* START *

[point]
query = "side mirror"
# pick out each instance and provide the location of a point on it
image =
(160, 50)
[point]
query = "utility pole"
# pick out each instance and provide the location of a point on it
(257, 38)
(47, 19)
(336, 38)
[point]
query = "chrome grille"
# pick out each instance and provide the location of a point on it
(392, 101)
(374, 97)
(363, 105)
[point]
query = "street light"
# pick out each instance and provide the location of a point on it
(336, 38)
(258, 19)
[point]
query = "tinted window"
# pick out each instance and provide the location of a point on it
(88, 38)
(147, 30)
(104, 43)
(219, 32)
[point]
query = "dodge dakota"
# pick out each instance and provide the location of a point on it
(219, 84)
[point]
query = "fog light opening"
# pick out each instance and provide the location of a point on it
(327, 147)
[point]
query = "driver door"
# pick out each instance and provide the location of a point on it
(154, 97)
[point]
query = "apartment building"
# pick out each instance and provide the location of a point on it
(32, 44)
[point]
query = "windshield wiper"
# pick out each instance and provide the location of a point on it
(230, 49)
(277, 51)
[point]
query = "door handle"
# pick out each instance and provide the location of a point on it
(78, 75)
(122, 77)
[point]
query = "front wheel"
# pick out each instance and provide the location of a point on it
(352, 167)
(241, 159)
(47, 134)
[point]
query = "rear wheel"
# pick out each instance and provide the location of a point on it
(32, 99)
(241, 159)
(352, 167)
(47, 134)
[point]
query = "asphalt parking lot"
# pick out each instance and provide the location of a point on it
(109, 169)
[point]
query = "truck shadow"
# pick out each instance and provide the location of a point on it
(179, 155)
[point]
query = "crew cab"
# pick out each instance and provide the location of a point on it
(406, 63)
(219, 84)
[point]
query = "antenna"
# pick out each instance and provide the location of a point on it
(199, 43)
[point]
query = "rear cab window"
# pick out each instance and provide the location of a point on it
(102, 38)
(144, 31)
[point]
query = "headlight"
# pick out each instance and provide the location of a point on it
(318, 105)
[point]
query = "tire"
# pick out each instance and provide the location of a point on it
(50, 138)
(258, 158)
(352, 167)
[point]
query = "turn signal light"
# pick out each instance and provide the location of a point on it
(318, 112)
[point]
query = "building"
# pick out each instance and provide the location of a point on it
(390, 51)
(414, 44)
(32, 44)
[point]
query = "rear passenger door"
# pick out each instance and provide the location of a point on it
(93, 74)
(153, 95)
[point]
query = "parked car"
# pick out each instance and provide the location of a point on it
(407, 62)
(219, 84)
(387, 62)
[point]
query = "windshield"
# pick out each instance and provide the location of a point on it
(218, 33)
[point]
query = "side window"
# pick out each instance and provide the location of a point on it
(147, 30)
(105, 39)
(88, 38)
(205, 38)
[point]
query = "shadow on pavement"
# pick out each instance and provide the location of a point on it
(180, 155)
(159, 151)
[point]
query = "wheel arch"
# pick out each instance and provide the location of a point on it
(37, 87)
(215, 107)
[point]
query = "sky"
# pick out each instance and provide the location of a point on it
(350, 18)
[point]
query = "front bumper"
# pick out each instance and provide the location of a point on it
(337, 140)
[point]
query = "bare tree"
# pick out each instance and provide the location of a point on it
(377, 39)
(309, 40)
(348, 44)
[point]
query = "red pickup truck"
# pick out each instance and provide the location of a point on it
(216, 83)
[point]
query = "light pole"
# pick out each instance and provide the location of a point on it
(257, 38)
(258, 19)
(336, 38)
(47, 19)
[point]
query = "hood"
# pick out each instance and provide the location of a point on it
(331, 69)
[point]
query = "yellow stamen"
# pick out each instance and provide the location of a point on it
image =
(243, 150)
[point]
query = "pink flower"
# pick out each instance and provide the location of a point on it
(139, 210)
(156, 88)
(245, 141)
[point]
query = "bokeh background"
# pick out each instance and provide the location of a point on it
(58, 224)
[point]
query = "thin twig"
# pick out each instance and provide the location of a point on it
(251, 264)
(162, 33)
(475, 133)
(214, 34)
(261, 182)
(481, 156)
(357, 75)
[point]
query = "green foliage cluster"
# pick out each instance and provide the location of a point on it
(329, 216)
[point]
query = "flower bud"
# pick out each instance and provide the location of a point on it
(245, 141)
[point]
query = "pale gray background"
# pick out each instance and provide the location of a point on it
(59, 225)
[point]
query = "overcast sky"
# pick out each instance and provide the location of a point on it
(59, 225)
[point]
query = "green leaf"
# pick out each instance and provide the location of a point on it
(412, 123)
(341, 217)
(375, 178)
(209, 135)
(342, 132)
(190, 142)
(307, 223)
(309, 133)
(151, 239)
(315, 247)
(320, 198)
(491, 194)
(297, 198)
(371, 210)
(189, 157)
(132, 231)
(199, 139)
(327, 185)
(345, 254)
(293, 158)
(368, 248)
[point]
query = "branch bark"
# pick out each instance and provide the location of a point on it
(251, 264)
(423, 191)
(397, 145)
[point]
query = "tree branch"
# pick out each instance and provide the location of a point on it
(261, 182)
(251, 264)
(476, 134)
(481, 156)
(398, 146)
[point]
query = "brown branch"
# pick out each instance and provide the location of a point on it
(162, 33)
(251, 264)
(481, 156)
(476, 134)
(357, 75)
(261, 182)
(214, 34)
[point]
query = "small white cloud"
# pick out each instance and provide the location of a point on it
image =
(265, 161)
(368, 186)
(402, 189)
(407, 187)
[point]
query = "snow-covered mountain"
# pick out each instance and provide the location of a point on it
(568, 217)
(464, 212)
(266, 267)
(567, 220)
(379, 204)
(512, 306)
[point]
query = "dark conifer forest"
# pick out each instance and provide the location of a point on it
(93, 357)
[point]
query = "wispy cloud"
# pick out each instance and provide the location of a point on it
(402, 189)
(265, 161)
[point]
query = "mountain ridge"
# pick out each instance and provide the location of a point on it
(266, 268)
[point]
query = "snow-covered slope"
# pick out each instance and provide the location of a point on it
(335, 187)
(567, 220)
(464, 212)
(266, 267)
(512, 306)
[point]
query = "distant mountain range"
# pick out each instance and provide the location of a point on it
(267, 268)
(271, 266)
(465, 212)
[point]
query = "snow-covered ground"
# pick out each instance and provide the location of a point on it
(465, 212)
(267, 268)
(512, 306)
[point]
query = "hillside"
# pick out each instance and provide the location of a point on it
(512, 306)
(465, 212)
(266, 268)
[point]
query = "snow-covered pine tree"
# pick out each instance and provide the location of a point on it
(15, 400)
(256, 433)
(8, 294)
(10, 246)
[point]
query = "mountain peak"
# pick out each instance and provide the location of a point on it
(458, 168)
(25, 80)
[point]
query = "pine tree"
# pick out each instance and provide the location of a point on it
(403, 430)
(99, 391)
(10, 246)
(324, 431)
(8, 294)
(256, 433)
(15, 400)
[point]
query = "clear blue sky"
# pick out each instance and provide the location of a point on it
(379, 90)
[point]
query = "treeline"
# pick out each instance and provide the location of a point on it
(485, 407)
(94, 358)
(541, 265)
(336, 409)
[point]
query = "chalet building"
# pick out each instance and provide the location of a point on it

* END *

> [Problem details]:
Count the lines in the records above that contain the string "background", matching case exactly, and give only that number.

> [Answer for this exercise]:
2